Text to read |
## BEGIN

Should escape/preserve < and > within <code>



An article with <...> contained within <code> and <pre> is treated like a regular HTML tag and apparently stripped out if invalid. It should be escaped and preserved instead.

The first article there ( has a couple code blocks. Loading the feed URL directly in the browser renders correctly in Firefox and also in but the same article is missing a bunch of code in between < and > when viewed through TT-RSS.

tt-rss git (af13f3009c59c3db338b719b09335a472383d11c)

Ubuntu 16.04, PHP 7.0.22-0ubuntu0.16.04.1, PostgreSQL 9.5.8

All HTML special characters must be encoded. If a web site is serving literal <, >, and & characters inside any HTML tags (including pre and code) then clients are correct to interpret them as HTML code. Characters should be encoded as &lt;, &gt;, and &amp; (e.g. PHP has htmlspecialchars() function for this purpose).

## END

Provided data |
## BEGIN

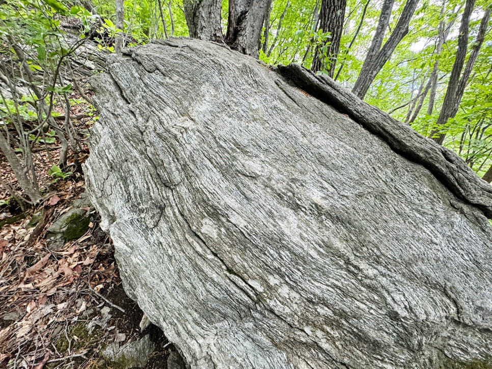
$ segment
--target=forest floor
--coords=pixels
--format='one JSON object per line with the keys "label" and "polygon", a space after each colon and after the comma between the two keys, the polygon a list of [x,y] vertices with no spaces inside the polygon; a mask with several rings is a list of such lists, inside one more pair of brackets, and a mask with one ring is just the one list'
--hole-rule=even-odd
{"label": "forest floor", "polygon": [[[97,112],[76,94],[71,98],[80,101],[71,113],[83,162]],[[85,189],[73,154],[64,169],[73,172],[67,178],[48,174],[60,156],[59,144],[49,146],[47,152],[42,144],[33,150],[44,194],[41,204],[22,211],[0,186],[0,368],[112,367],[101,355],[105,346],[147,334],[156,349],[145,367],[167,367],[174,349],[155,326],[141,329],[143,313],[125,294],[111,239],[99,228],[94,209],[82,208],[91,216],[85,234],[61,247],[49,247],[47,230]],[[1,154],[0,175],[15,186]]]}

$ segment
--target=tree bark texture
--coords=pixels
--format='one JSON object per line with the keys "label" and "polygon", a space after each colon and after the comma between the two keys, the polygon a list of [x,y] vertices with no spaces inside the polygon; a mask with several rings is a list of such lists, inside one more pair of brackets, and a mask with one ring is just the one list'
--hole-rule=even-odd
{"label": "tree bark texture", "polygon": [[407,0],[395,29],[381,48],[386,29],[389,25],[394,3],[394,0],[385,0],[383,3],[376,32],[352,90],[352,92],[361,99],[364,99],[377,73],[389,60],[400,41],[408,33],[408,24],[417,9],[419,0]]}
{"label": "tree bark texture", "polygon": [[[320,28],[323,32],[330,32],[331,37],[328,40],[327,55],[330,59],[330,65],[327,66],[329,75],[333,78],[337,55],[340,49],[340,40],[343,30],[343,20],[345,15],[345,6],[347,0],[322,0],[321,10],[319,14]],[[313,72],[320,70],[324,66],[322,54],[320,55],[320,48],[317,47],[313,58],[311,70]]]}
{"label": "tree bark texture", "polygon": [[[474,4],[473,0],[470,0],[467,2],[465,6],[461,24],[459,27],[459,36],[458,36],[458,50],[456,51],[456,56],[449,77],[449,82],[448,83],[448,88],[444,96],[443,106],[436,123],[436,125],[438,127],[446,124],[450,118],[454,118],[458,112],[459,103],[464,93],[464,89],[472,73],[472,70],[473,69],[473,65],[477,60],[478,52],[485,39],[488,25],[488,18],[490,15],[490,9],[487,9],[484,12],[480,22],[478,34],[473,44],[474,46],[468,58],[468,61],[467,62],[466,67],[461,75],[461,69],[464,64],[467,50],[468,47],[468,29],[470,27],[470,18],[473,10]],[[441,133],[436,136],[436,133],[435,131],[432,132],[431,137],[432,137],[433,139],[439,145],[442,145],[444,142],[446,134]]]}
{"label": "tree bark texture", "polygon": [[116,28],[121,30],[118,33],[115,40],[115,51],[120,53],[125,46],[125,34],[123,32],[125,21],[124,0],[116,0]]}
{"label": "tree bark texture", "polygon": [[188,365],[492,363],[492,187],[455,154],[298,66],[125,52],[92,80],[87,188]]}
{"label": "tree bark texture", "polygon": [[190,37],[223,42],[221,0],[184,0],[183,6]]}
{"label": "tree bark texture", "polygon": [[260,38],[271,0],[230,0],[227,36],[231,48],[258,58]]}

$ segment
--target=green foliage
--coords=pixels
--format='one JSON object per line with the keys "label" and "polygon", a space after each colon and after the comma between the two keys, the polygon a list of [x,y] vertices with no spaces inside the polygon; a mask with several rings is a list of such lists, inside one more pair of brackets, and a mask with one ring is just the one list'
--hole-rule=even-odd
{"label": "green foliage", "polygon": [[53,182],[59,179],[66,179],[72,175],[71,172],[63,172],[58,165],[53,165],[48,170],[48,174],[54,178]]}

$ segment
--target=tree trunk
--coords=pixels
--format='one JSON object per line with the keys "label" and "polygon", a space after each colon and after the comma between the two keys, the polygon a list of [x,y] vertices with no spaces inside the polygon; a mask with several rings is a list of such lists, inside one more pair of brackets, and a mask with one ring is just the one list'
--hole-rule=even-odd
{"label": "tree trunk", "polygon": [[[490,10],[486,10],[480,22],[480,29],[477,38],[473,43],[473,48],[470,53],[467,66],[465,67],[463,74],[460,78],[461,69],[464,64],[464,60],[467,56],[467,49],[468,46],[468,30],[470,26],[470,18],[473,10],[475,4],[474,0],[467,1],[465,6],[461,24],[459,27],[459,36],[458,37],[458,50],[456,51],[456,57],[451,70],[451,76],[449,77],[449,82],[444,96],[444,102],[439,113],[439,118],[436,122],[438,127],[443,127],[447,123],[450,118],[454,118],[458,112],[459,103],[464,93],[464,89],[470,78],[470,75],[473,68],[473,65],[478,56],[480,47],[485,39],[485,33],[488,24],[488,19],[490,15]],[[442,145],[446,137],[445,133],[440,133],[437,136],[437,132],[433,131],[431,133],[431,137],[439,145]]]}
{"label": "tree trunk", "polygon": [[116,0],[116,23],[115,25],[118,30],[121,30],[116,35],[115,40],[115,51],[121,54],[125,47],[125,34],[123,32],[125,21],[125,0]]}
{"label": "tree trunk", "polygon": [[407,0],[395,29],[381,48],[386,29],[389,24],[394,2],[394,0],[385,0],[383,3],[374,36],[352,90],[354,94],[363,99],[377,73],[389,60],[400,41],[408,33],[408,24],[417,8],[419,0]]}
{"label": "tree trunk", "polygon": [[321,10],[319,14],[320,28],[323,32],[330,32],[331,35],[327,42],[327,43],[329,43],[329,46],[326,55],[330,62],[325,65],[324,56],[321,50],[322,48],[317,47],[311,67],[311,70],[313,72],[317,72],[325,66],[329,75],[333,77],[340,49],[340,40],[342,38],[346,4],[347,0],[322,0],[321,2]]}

## END

What this exercise asks |
1. In the thread about escaping angle brackets inside code blocks, which PHP function does the reply name for encoding special characters?
2. Write the next part of the thread about escaping angle brackets inside code blocks, picking up after its last sentence.

Responses by task |
1. htmlspecialchars()

2.
Can still cause trouble. A recent example I could pull up on zero notice:

Specifically, &quot;&amp;lt;Kobayashi-san chi no maid dragon&amp;gt;&quot; and &quot;&amp;lt;Nichijou&amp;gt;&quot; will present a blank title in TT-RSS, at the time of this post.

It’s late enough and I’m tired enough that I could be wrong about whether they’re escaping properly. Also, code tags because the discourse preview is interpreting quot; to be helpful to me, I guess.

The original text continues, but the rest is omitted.